* _Aim 1_: Translate this sentence from the review of the Anno Domini book into Spanish: "Any calendar era is a time-series which provides order during a year and in a long series of years."
* _Aim 2_: Summarize the review of the Anno Domini book in two sentences.
* _Aim 3_: Write the next part of the review of the Anno Domini book, starting from where it stops.

* _Document segment_:

02.06.02, Declercq, Anno Domini


Counting years by the Christian Era and days of the month by the Christian Calendar have come to be recognised as such useful conventions that questions about their origins and reckoning do not prevent their use in most parts of the world and in fields of scholarship which have little to do with Christianity or with Mediterranean and European history. Rabbis don't like it. Historians have problems with it. Physicists want to start over. Astronomers ignore it at their peril. But even the great mathematician, Carl Friedrich Gauss, could not do better.

The origin of the Chrisian Era is vague and its beginning point is uncertain, but it has become the Common Era for past, present, and future. This was not always so. Georges Declercq explains how all this came about in a short and very useful book.

He begins the story with Scriptural and Patristic evidence buried in the memories of early Christian writers about possible dates for the life and death of Jesus. That evidence is piecemeal and contradictory, for they lived with whatever calendar eras were in local use. It was two or three centuries before they began to create their own Era in both Latin and Greek parts of the Roman Empire and in areas beyond the reach of Rome, Alexandria, Jerusalem, or Constantinople, the four apostolic sees. Any calendar era is a time-series which provides order during a year and in a long series of years. Those who tried to create an Era for the Christian communities wanted to keep track of the Easter celebrations of Jesus' birth, ministry, death, and resurrection and to predict future celebrations accurately.

What could they learn from their own records? Not much. The earliest Gospel and the latest (Mark and John) were interested in the life of Jesus and his death, but not his birth. The Gospel of Mathew added announcements, birth stories, and scenes of recognition in childhood as part of a literary framework, whereas Luke the physician coordinated the same memories more tightly. Thus, only Mathew and Luke place the birth within the reign of Herod, a local king who died in 4 B.C. (N.B. I shall have to express some dates by our reckoning, in order to avoid some complications of the narrative.) But Luke also referred to a census in that year, ordered by Augustus Caesar and directed in Judea by Quirinus, governor of Syria, apparently during A.D. 6 and 7. Thus, his data appear to conflict with themselves and were probably drawn from two different sources. The Synoptic Gospels (Mathew, Mark, and Luke) repeat many of the same stories in the same terms, though not always in the same order. It looks very much like Mathew and Luke shared two documentary sources, one of which was Mark.

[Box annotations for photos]
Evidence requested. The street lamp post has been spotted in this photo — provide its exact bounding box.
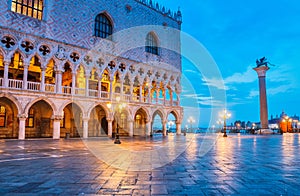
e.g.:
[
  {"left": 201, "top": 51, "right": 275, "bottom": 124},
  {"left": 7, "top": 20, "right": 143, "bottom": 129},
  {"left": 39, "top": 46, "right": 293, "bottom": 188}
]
[
  {"left": 107, "top": 97, "right": 126, "bottom": 144},
  {"left": 282, "top": 116, "right": 292, "bottom": 132},
  {"left": 220, "top": 109, "right": 231, "bottom": 137},
  {"left": 168, "top": 120, "right": 174, "bottom": 132},
  {"left": 188, "top": 116, "right": 196, "bottom": 131}
]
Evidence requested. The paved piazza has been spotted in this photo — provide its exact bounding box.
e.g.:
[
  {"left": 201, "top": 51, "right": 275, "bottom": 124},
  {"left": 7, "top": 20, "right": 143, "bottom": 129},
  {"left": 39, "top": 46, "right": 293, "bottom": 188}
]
[{"left": 0, "top": 133, "right": 300, "bottom": 195}]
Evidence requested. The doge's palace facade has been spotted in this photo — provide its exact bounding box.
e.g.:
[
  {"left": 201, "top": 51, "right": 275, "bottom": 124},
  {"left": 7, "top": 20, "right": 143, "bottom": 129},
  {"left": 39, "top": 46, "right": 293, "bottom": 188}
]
[{"left": 0, "top": 0, "right": 183, "bottom": 139}]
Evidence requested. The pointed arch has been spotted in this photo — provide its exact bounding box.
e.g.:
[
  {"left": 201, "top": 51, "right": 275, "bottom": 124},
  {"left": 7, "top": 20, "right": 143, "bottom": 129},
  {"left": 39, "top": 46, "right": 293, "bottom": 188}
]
[
  {"left": 24, "top": 97, "right": 57, "bottom": 114},
  {"left": 58, "top": 100, "right": 86, "bottom": 117},
  {"left": 145, "top": 31, "right": 159, "bottom": 55},
  {"left": 94, "top": 12, "right": 113, "bottom": 40},
  {"left": 87, "top": 102, "right": 109, "bottom": 118},
  {"left": 0, "top": 93, "right": 23, "bottom": 114}
]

* _Final answer 1_: Cualquier era calendárica es una serie temporal que proporciona orden durante un año y en una larga serie de años.

* _Final answer 2_: Although its origin is vague and its starting point uncertain, the Christian Era has become a widely used convention, and Georges Declercq explains how this came about in a short book. He begins with the piecemeal and contradictory evidence of early Christian writers and the Gospels, where only two Gospels place Jesus' birth within Herod's reign, and one of them also mentions a census that appears to conflict with that date.

* _Final answer 3_:
All the records say that Jesus and his disciples were Jews, shared in Jewish religious feasts, and went up to the Temple in Jerusalem to pray. They celebrated the Passover at the end of Jesus life. That should provide a secure date for calendar making, for Passover would always fall on the full moon (luna 14) of the month Nisan according to the Hebrew lunar calendar. It is not surprising that the Synoptic Gospels agree that Jesus celebrated Passover and was executed on a Friday, one day later; in that year therefore luna 14 was on Thursday. What is surprising is that John placed that day of Passover, luna 14 of the month Nisan, firmly on a Friday, the same day on which Jesus died. Declercq distinguishes rightly between data from the Synoptics and data from the Gospel of John.

The Christian Gospels do not provide a long year count, but the events recounted by the Synoptics could all have occurred within a single year. Yet John described Jesus' Ministry extending over three years and specified that his death occurred in the 15th year of Tiberius' reign. Thus, the earliest records give dates from four time-series, and it is surely not obvious how they could be synchronised with each other.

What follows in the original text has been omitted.